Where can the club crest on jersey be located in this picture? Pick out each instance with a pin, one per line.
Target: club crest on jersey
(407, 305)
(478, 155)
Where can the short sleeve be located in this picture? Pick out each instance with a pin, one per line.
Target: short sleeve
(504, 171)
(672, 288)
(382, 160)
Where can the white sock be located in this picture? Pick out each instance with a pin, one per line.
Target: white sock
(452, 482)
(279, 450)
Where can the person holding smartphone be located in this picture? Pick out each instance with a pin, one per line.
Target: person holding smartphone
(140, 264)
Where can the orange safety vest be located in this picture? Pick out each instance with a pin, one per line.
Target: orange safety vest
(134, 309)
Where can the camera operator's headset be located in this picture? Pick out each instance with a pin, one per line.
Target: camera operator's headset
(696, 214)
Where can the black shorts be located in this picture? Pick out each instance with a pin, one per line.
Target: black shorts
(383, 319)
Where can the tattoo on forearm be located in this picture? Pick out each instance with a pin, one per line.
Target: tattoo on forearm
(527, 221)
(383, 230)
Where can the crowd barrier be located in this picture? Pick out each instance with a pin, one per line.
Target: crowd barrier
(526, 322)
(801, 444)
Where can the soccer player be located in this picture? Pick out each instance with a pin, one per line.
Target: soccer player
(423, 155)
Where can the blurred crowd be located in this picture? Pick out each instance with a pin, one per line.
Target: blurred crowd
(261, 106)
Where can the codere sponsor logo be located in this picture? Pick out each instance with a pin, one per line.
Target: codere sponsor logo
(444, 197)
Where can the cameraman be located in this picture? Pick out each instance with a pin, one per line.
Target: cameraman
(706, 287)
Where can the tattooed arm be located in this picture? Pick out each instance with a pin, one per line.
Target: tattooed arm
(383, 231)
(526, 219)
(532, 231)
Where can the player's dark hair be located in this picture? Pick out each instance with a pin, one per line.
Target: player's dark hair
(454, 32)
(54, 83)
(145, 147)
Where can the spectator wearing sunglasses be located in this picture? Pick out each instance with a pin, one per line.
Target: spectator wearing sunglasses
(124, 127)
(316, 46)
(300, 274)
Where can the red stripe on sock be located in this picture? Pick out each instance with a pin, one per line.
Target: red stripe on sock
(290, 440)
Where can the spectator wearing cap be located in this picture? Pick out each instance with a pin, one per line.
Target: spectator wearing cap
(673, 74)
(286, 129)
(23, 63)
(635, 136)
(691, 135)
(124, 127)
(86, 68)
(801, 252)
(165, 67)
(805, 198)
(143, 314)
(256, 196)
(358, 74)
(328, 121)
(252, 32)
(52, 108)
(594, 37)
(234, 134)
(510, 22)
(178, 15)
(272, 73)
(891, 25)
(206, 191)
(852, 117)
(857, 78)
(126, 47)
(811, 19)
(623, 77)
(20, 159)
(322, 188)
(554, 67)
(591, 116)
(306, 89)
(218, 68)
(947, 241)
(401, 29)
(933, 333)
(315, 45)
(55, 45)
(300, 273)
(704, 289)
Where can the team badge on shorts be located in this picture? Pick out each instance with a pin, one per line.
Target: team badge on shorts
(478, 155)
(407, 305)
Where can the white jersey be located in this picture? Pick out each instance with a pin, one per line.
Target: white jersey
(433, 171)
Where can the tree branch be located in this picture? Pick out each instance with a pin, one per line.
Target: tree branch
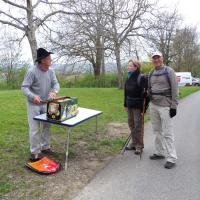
(15, 5)
(56, 12)
(12, 24)
(10, 16)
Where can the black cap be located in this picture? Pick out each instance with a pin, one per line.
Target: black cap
(42, 53)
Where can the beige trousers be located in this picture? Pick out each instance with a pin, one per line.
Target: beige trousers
(135, 123)
(163, 129)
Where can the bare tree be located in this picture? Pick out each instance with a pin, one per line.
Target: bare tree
(127, 19)
(25, 17)
(85, 38)
(10, 56)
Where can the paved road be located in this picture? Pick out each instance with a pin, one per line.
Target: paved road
(129, 178)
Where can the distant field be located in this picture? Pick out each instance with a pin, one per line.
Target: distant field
(14, 147)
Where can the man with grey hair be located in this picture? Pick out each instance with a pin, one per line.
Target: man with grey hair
(40, 84)
(163, 90)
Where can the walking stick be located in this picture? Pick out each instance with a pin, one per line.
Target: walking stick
(142, 126)
(125, 145)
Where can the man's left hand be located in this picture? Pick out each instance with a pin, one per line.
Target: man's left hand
(52, 95)
(172, 112)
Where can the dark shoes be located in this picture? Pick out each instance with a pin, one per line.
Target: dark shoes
(130, 148)
(138, 151)
(156, 157)
(169, 165)
(48, 151)
(35, 157)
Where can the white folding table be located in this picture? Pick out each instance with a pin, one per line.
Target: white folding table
(83, 115)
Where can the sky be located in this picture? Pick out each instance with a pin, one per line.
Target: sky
(188, 9)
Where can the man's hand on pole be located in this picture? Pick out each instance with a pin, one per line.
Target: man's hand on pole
(125, 109)
(52, 95)
(36, 99)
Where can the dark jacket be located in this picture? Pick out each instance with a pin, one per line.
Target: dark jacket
(134, 90)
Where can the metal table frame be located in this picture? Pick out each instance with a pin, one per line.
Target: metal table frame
(72, 122)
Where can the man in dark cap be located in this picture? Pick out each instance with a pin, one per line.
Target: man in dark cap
(40, 84)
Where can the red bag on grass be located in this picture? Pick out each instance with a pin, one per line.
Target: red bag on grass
(44, 166)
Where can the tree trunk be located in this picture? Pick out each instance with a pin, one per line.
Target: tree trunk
(103, 58)
(33, 44)
(96, 71)
(97, 66)
(119, 66)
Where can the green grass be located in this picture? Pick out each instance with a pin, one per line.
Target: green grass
(14, 146)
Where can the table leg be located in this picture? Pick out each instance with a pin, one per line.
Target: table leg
(67, 150)
(96, 123)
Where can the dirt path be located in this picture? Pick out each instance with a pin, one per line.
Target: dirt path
(82, 169)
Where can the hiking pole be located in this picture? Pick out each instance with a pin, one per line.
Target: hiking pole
(125, 145)
(142, 126)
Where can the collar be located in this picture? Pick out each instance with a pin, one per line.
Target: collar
(159, 67)
(42, 68)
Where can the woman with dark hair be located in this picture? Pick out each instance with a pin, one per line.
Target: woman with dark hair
(134, 94)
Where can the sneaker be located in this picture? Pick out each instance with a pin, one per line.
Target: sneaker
(130, 148)
(156, 157)
(169, 165)
(48, 151)
(35, 157)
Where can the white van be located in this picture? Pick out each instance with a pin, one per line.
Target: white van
(184, 78)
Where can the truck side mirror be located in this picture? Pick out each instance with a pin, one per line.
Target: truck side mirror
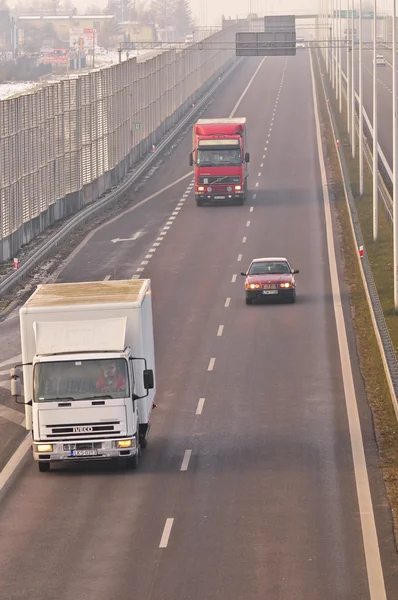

• • •

• What you should do
All of the entries above should be retyped exactly, with the pictures left out.

• Result of the task
Where can the club crest on jersey be located in this picture? Pick out each instance with a pin, one per line.
Target: club crest on jersey
(407, 305)
(478, 155)
Where can the short sleeve be located in this picture? Pick out each instance with a pin, one per line.
Target: short sleeve
(504, 171)
(672, 288)
(382, 160)
Where can the white sock be located in this picture? Pick out each instance with a pin, one per line.
Target: white sock
(452, 482)
(279, 450)
Where can the person holding smartphone be located in this picture? Pick out each instance with a pin, one per line.
Target: person holding smartphone
(140, 264)
Where can the orange safety vest be located in this picture? Pick out each instance with a pin, one per line.
Target: orange safety vest
(134, 309)
Where can the camera operator's headset be located in this picture? Pick out each instance with a pin, one per line.
Target: camera operator's headset
(696, 214)
Where can the black shorts be located in this picture? Pick out each instance with a pin, one per line.
Target: black shorts
(383, 319)
Where can the tattoo on forearm be located in this picture? Pick out each instance with a pin, one per line.
Target: tattoo on forearm
(527, 221)
(383, 230)
Where can the crowd barrier be located in this picture? Pick out each instance with a pin, one per line.
Target: crowd barrier
(526, 322)
(801, 444)
Where can the soccer player be located in this picture? Pick out each instance with a pin, one per line.
Target: soccer player
(423, 155)
Where can the blurred crowd be located in this picture? Pick out each instance with a pin, one per line.
Target: blurred crowd
(261, 106)
Where can the codere sponsor logo be located in this picture? Pick out each instance with a pin, one per line.
Target: codere sponsor logo
(444, 197)
Where can the cameraman be located in this picture? Pick out each instance with a pin, one per line.
Target: cameraman
(706, 287)
Where can the tattooed arm be located in this picture? Pick out each instance with a pin, one per line.
Target: tattooed arm
(383, 231)
(526, 219)
(532, 231)
Where can the player's dark hair be located in this picture? Pick out each instance with a pin, one per line.
Target: player's dark hair
(454, 32)
(54, 83)
(145, 147)
Where can the spectator wearing sunglasses be located in this picture? Pick out each instance with a pin, one per line.
Target: spectator wearing sunglasses
(124, 127)
(316, 46)
(300, 274)
Where can the red stripe on sock be located in this picture? Pick out each instance with a pin, one per line.
Target: red stripe on sock
(290, 440)
Where can the spectator wearing cap be located in this picture? Pick out each instance with a pin, one per line.
Target: spectator wearing cap
(673, 74)
(286, 129)
(23, 63)
(635, 136)
(691, 135)
(124, 127)
(86, 68)
(801, 252)
(165, 67)
(805, 198)
(143, 314)
(256, 196)
(358, 74)
(328, 121)
(252, 32)
(52, 108)
(594, 37)
(234, 134)
(510, 22)
(178, 15)
(272, 73)
(891, 25)
(206, 191)
(852, 117)
(857, 78)
(126, 47)
(811, 19)
(623, 77)
(20, 159)
(322, 188)
(554, 67)
(591, 116)
(306, 89)
(218, 68)
(947, 241)
(401, 29)
(933, 333)
(315, 45)
(55, 45)
(300, 273)
(704, 289)
Where can the team badge on shorts be located in this picture? Pick out each instance with a pin, one per line.
Target: team badge on shorts
(478, 155)
(407, 305)
Where can the white jersey be located in this picture? Pick out each instance with a pin, one per line.
Target: white jersey
(433, 171)
Where can the tree branch be located in this picture? Pick out each instance with a pin, one per line.
Target: tree branch
(15, 5)
(56, 12)
(12, 24)
(10, 16)
Where can the black cap be located in this picture? Pick out each instance with a pin, one per line.
Target: black cap
(42, 53)
Where can the beige trousers be located in this picture? Pick out each instance with a pin, one per line.
Target: beige trousers
(135, 123)
(163, 129)
Where can the bare tree be located in this picture? Pick out each instance with a pin, one per line.
Target: bare tree
(127, 19)
(25, 17)
(85, 38)
(10, 56)
Where can the paved road be located in this picture? Pick out each instance with a pin, one per line.
Target: paved road
(129, 178)
Where can the distant field be located in this picture? Pick out each instance with a pin, one per line.
Target: distant field
(14, 147)
Where can the man with grey hair be located in this picture? Pick out each instance with a pin, one per line.
Target: man with grey hair
(40, 84)
(163, 90)
Where can the walking stick be located in this picture? Pick out each instance with a pin, one per line.
Target: walking stick
(142, 126)
(125, 145)
Where can the man's left hand be located in this picture? Pick out each instance with a pin, one per line.
Target: man's left hand
(52, 95)
(172, 112)
Where can the dark shoes be located in this picture? Pick out each instance with a pin, one per line.
Target: dark shoes
(130, 148)
(138, 151)
(156, 157)
(169, 165)
(48, 151)
(35, 157)
Where can the white folding table be located in this picture? Pick out each instance with a pin, one per line.
Target: white folding table
(83, 115)
Where can the sky be located in this picture? Pick out each instance with a pin, one per line.
Target: sky
(188, 9)
Where can the man's hand on pole be located in this picture? Pick out each instance with a pin, one per line.
Target: man's hand on pole
(125, 109)
(52, 95)
(36, 99)
Where can the dark jacket be located in this picture? Pick out each instance with a pin, one per line.
Target: dark jacket
(134, 90)
Where can the metal table frame be located in this picture? Pick out each instance with a pin, one per line.
Target: metal table frame
(72, 122)
Where can the man in dark cap be located in this picture? Pick out each instance with a pin, one per line.
Target: man in dark cap
(40, 84)
Where can the red bag on grass be located in this picture? Pick out each instance with a pin, one per line.
Target: red bag on grass
(44, 166)
Where can the tree trunk be located in this picture? Pick out each instance with a pin, one per line.
Target: tree trunk
(103, 58)
(33, 44)
(96, 71)
(97, 66)
(119, 66)
Where can the green grass be located in this picture? Pick out each instance with a pin, one per line.
Target: green grass
(14, 146)
Where can the table leg be located in this picture? Pick out each instance with a pin, one per line.
Target: table leg
(67, 150)
(96, 123)
Where can the dirt path be located in this picture? Pick out each instance with a pin, one per line.
Target: dirt path
(82, 169)
Where can the hiking pole be located in this picture? Pick out each instance with a pin, one per line.
Target: hiking pole
(125, 145)
(142, 126)
Where can the collar be located in this picture? Pick out each instance with a pin, one per line.
Target: collar
(159, 67)
(42, 68)
Where can the woman with dark hair be located in this picture? Pick out each instance with a pin, one per line.
Target: woman with dark hair
(134, 94)
Where can the sneaker be located in this picture? Pick out each instance with a pin, one per line.
Target: sneaker
(130, 148)
(156, 157)
(169, 165)
(48, 151)
(35, 157)
Where can the white van be located in this picture? Pick out each instance with a pin, one per line.
Target: white van
(184, 78)
Where can the truck side mirror be located in this picture? Pick out each instance with a pin, one per line.
Target: truck side mirror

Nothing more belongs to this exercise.